Work instructions:
1 - In the forum post about IBS, why is the poster sure the condition is IBS?
2 - In the forum post about IBS, what medication does the poster take for Barrett's esophagus?

# I am 100% sure I have IBS



## Luckyjfl (Nov 5, 2011)

Because I have had this problem for so long, I do know it is IBS. I get all the usual problems with it, ie Dia/ Constipation, bloating, stomach cramps etc. I also keep getting drips of water running down the back of my throat and nose. It is sending my Wife mad listening to me doing short coughs to clear my throat. I am 72 years of age and have enough problems with my spine without this, lol. This week I am for the first time getting a horrible feeling of sickness in my gullet. It is as if I have a little pool of oil or whatever lying there. I was wondering if anyone else got similar problems. Lately I have been suffering with a hoarse voice. So, I decided to get advice from the Doctor, with an appointment next Wednesday.

What I was hoping from the forum is a little of advice from People who have had or still got IBS. I want to sort of give a list of the type of food I am taking and ask the Forum if it is the correct food or should I stop one or the other. I guess there is no fool like an old fool. I suppose you might say I should have sorted it out by now, but it seems the Doctor's and everyone just do not have a clue. One Doctor said to me, you have IBS, no cure so live with it. The medication I take is : Buscapan for IBS and Loperamyde for the Dia. I also have to take Co-codemol and Gaberpentum for my spinal discs problem. I take Ranatadine for my Barrett osaphagus . I am hopeless, I forgot to mention just what sort of food I take every day.

First thing in the morning I have, Shredded wheat in Pasturised milk, with a cup of tea. Lunchtime I have a white bread with butter and cooked ham. With that I have a fruit yogourt. For dinner I have, if I am in the mood is, mashed potatoes, mixed veg and probably oven cooked chicken , crusty chicken or a pork chop. Then I have another yogourt and a cup of tea.

So please if you have the time, give me your honest opinion.

Thank you so much.

Luckyjfl


----------

[Photo-based referring expression lines]

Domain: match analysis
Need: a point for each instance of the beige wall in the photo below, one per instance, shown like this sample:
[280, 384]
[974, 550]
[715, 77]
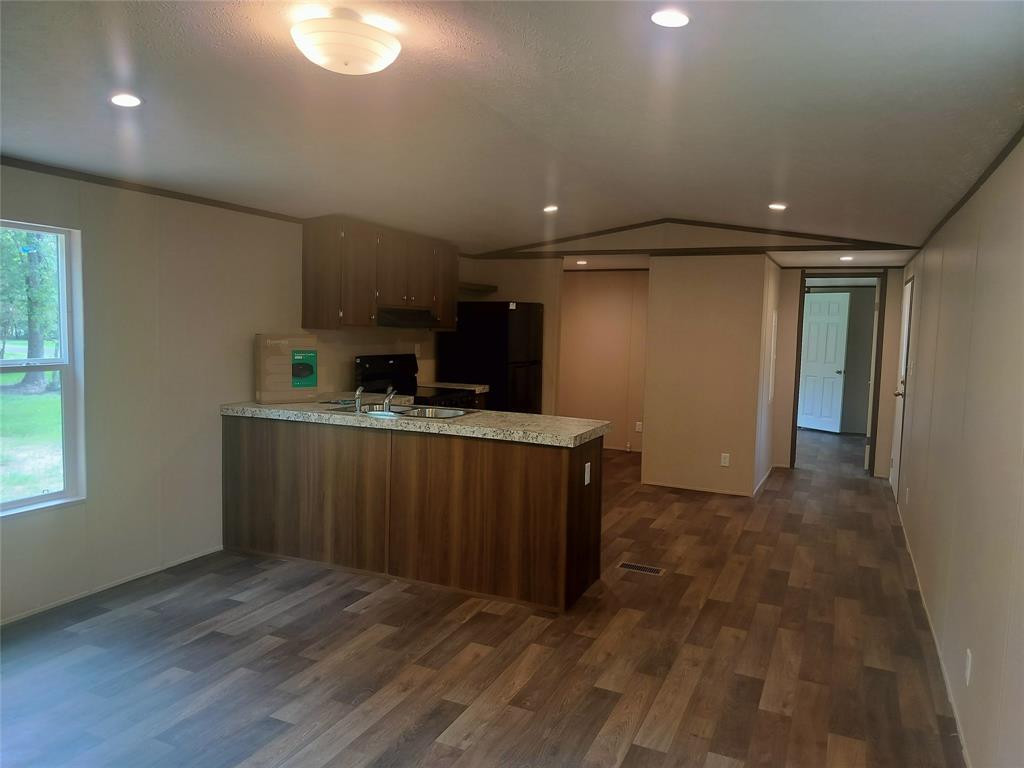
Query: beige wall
[961, 492]
[769, 354]
[785, 366]
[601, 364]
[173, 293]
[788, 338]
[704, 365]
[525, 280]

Answers provided:
1 - The poster says they know it is IBS because they have had the problem for so long. They also get all the usual symptoms of it: diarrhea and constipation, bloating, and stomach cramps.

2 - Ranatadine.